TÂCHES À RÉALISER
1. Dans l'article sur les dindes sauvages, sur quoi le ministère s'appuie-t-il pour se faire une idée de la situation de la population ?
2. Poursuivez l'article sur les dindes sauvages au Québec à partir de son dernier paragraphe.

(Montréal) Ils sont arrivés au Québec il y a quelques années. Du haut de leur pas tout à fait un mètre, ces visiteurs fixent de manière intense les résidants de leur balcon ou de leur cour.

Les dindes sauvages ont franchement perturbé des citoyens de la pittoresque ville de Saint-Sauveur, dans les Laurentides, constate le directeur général de la municipalité Jean Beaulieu.

« Elles étaient dans la cour des résidants, dans leur auto. Il y avait des gens qui avaient peur de quitter leur maison parce que ces bêtes pouvaient être agressives, surtout lorsqu’elles sont accompagnées par leurs petits », raconte M. Beaulieu.

Jadis près de l’extinction, les dindes sauvages sont de plus en plus répandues dans le sud du Québec à cause des hivers plus chauds et à des programmes de conservation et de relocalisation qui ont permis de sauver l’espèce.

Les résidants rapportent avoir vu de grands oiseaux omnivores de couleur sombre se percher sur les balcons, se promener sur les pelouses et chercher des graines ou des insectes sur les terrains de golf.

Selon M. Beaulieu, passé le choc initial, ces concitoyens ont appris à ne plus se laisser déranger par la présence de ces volatiles.

« La première fois qu’on les voit, on est surpris, car c’est assez spectaculaire. La couleur, la taille, c’est un assez gros animal, mais on s’habitue à les voir », ajoute-t-il.

André Dumont, un biologiste au ministère des Forêts, de la Faune et des Parcs du Québec, explique qu’il est difficile de déterminer la population actuelle de dindes sauvages, car celle-ci peut fluctuer considérablement.

Un hiver rigoureux peut en réduire le nombre de moitié tandis qu’un été chaud et sec crée des conditions de reproduction idéales. Par conséquent, le ministère s’appuie sur une enquête annuelle menée auprès des chasseurs pour se faire une idée de la situation de la population.

Ce qui est clair, dit M. Dumont, c’est que la population a augmenté progressivement au fil des ans dans le sud du Québec et de l’Ontario, en partie grâce aux hivers plus doux, aux longues saisons de croissance et au programme de conservation mis en place aux États-Unis, il y a quelques décennies. La chasse était restreinte, les habitats préservés et les oiseaux piégés étaient réintroduits dans des zones où ils avaient disparu.

Données d'ancrage fondées sur des images

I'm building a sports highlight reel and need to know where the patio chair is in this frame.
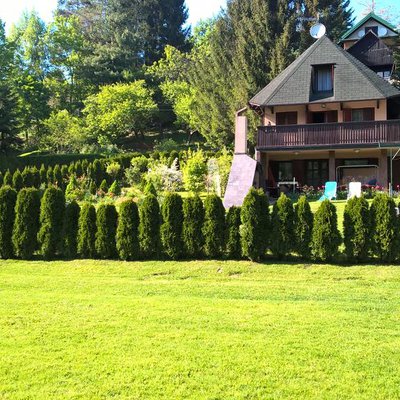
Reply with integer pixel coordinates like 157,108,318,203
319,182,337,201
347,182,361,200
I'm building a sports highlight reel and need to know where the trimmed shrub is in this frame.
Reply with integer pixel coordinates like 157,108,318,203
226,207,242,260
139,194,161,258
343,197,372,262
271,193,294,259
0,186,17,259
240,188,270,261
311,200,342,261
371,193,399,262
62,201,80,259
116,200,139,261
12,188,40,260
13,169,24,192
78,203,97,258
38,187,65,260
294,196,314,260
160,193,183,260
203,195,225,258
182,196,204,258
96,204,118,259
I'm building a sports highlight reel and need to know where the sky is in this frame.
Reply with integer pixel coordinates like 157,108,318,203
0,0,400,29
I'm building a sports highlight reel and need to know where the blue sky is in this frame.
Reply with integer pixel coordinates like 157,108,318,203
0,0,400,32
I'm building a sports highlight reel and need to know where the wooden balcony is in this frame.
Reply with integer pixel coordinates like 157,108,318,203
257,120,400,150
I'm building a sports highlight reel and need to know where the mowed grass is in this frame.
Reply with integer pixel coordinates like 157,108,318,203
0,261,400,400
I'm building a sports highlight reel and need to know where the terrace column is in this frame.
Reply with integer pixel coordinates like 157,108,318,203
329,151,336,182
378,150,389,189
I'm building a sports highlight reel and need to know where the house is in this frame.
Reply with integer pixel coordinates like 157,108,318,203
225,15,400,207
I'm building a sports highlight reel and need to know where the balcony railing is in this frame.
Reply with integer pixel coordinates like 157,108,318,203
257,120,400,149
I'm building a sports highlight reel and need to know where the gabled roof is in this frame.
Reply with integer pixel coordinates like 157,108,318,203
347,31,394,67
249,36,400,107
340,12,397,42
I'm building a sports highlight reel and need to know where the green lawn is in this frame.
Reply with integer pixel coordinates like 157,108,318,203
0,261,400,400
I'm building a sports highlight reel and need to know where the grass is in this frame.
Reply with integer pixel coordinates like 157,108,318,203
0,261,400,400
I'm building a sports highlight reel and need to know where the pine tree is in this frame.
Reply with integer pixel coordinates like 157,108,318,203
0,186,17,259
116,200,139,261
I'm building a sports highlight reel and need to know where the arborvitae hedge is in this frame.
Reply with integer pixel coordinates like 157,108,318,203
311,200,342,261
78,203,97,258
38,187,65,260
0,186,17,259
343,197,372,262
116,200,139,261
271,193,295,259
203,195,225,258
62,201,80,259
240,188,270,261
371,193,399,262
13,169,24,192
160,193,183,260
96,204,118,259
139,194,161,258
12,188,40,260
226,207,242,260
294,196,314,260
182,196,204,258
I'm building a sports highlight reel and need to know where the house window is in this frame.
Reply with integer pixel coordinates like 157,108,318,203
276,112,297,125
313,65,333,93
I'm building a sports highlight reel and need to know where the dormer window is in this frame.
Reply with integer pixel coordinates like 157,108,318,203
313,65,334,93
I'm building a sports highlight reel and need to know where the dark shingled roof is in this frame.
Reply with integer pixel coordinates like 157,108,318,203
249,36,400,107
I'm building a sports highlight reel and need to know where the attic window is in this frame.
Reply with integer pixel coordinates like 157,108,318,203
313,65,334,93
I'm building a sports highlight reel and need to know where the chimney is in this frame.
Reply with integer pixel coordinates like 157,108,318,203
235,107,248,154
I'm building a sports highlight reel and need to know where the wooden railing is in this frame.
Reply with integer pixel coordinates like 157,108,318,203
257,120,400,149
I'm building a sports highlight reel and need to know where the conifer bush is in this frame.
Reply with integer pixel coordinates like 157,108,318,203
160,193,183,260
182,196,204,258
343,197,372,262
0,186,17,259
38,187,65,260
139,194,161,258
203,194,225,258
12,188,40,260
271,193,295,259
116,200,139,261
240,188,270,261
311,200,342,261
78,203,97,258
13,169,24,192
294,196,314,260
226,207,242,260
62,201,80,259
96,204,118,259
371,193,399,262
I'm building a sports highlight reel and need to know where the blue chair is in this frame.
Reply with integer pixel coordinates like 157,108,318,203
319,182,337,201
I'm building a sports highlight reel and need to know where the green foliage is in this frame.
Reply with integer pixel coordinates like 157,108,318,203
182,196,204,258
38,187,65,260
240,188,271,261
203,195,225,259
226,207,242,260
0,186,17,259
12,188,40,260
311,200,342,261
62,201,80,259
271,193,295,259
160,193,183,260
294,196,314,260
371,193,400,262
78,203,97,258
139,194,161,258
116,200,140,261
96,204,118,259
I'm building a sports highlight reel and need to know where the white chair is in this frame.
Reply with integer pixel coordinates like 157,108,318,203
347,182,361,200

RÉPONSES PAR TÂCHE
1. Sur une enquête annuelle menée auprès des chasseurs.

2.
« C’est une belle histoire de rétablir une espèce », s’exclame-t-il.

Le retour des dindes est aussi une bonne nouvelle pour les chasseurs qui dépensent annuellement environ 5 millions pendant la saison de chasse.

Le président du groupe de chasseurs Club Dindon Sauvage Montréal, Steve Tardif, s’est dit convaincu que la population s’est stabilisée au cours des dernières années. Selon lui, les nouvelles observations peuvent être attribuées à la migration plutôt qu’à un accroissement démographique.

« On voit des dindes dans des secteurs où il n’y en avait jamais eu auparavant, contrairement à d’autres secteurs qui ont une population nombreuse », constate-t-il.

Nuisance

Mais la croissance démographique de ces bêtes ne réjouit pas tout le monde.

Leur grande taille et leur présence à proximité des routes peuvent représenter un danger potentiel pour les conducteurs. M. Dumont raconte que l’aéroport de Gatineau, dans l’Outaouais, avait même dû composer avec des dindes sur ses pistes.

Un porte-parole de Transports Canada confirme que cette espèce, comme tous les autres gros oiseaux, peut représenter une menace pour les avions.

« Les aéroports prennent un certain nombre de mesures pour réduire la menace d’impacts d’oiseaux, notamment la coupe de gazon, les répulsifs visuels et auditifs et le contrôle de la population », explique Alexandre Desjardins.

Les agriculteurs se sont également plaints de la destruction de leurs champs, bien que M. Dumont affirme qu’ils sont souvent accusés à tort de dommages causés par d’autres animaux plus discrets comme les cerfs ou les ratons laveurs.

« C’est un gros oiseau que nous voyons de loin, qui est réveillé quand nous le sommes, mentionne-t-il. Les études ont démontrent que de nombreux dommages causés aux récoltes leur sont attribués à tort. »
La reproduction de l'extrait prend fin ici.